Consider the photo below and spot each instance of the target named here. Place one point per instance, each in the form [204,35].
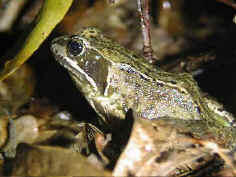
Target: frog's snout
[58,46]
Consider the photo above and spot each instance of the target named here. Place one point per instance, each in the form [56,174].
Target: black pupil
[75,48]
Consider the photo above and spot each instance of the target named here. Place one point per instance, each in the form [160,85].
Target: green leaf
[50,15]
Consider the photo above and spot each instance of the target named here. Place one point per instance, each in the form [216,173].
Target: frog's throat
[73,67]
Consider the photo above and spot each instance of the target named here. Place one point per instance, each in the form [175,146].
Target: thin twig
[229,3]
[145,26]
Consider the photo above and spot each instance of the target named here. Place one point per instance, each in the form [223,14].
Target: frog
[114,80]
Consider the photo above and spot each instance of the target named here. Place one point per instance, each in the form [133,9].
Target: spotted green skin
[114,80]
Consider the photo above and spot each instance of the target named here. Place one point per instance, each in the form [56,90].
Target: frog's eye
[75,48]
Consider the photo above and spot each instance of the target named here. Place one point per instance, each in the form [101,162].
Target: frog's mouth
[59,51]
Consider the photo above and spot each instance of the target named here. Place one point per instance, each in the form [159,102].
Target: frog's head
[81,55]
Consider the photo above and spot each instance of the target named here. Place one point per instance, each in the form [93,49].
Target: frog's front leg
[220,113]
[109,107]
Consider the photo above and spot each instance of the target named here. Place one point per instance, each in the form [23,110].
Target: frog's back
[151,93]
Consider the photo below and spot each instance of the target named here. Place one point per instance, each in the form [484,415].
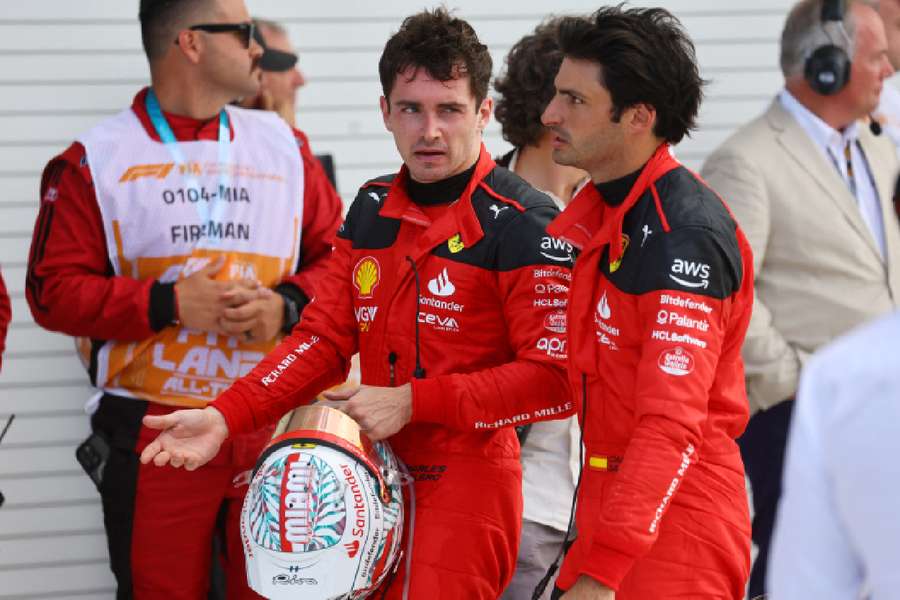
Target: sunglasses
[244,30]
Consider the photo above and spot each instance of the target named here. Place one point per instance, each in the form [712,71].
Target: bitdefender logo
[352,548]
[441,285]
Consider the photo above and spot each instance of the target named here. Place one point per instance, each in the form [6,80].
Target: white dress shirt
[832,143]
[837,534]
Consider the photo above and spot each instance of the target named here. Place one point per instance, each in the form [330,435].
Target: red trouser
[466,529]
[160,522]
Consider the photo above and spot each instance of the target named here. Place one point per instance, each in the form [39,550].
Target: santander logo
[603,307]
[352,548]
[441,285]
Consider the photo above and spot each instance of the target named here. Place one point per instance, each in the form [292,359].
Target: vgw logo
[690,269]
[365,316]
[552,247]
[441,285]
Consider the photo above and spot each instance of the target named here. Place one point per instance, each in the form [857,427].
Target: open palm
[189,438]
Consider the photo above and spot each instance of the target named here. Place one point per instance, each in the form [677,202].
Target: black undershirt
[614,192]
[444,191]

........

» **ABOUT THIS TASK**:
Line by line, give the material above again exactly, but without any pictures.

» **EXERCISE RESULT**:
Consider the photo below and spot each instance of the target named here. Place one point per instance, each in the form [204,35].
Target: frog's snout
[58,46]
Consider the photo above and spot each instance of the target named here. Place one point per instance, each in the form [56,174].
Target: black pupil
[75,48]
Consider the photo above and spot each instance of the target named here. Place one point per instance, each in the form [160,85].
Target: green leaf
[50,15]
Consider the photo above and spot each instance of the target named here. Place one point per instance, each in the form [216,173].
Target: frog's throat
[73,67]
Consider the photo above and spot each instance of the target named here. Place one point per instance, each in the form [175,146].
Target: thin twig
[229,3]
[145,26]
Consider the photo above and spot each instance of the target named here. Place one point per instance, each in the form [223,14].
Target: frog
[114,80]
Consider the photo above and spot each instance of the target named here. Place one point per instance, each in the form [133,9].
Target: spotted green skin
[114,80]
Consider the photo above and spot each instance of the target named here. Place one point per instance, each in the form [56,90].
Target: frog's eye
[75,48]
Consider the photo above and spot each instance of the target named here. Place one point per instance, each in the form [101,162].
Target: frog's mouth
[59,51]
Consider the photo above and spot each instance of the target named here. Place one point per instance, each in the form [159,102].
Target: frog's head
[81,55]
Consider the photo above and spot each instance of the target named here. Place one point per instance, each in the form [93,49].
Target: frog's front leg
[220,113]
[109,107]
Consider the photo above and spot each instance of the target named here. Place one point per instance, each in the form [23,110].
Target: frog's back
[151,93]
Consider the photo below and spot each instance of the target named here. Place one point per instance, each in the form [484,415].
Target: sunglasses
[244,30]
Consider the photo above and spot each instance of the target named here. Place one point per instance, each in the form [712,71].
Target: bitdefender logo
[352,548]
[441,285]
Consider the photo above and spot each instance of the target named here. Place one point per instance, each in the form [6,80].
Target: white dress shirt
[832,143]
[837,534]
Consider the photo above and spot each instance of the target named here. Place one point per instance, each in the form [330,435].
Target: red trouser
[466,529]
[160,522]
Consider the photo above and spot each instance of the target named here. Place one point per instance, each in the form [39,550].
Target: santander logo
[603,307]
[352,548]
[441,285]
Consider the photo above and spot each instance of the target named here. Place one point per instance, each in the form [292,359].
Target: vgw logo
[690,269]
[365,316]
[552,247]
[441,285]
Consider the photo above and spot each instance of the target named here. Place one point per instance, each in the form [857,427].
Target: open palm
[189,438]
Consider the photo above and spot each instance of the target named here. Place one point per instance, each in the form [677,202].
Target: black undershirt
[614,192]
[444,191]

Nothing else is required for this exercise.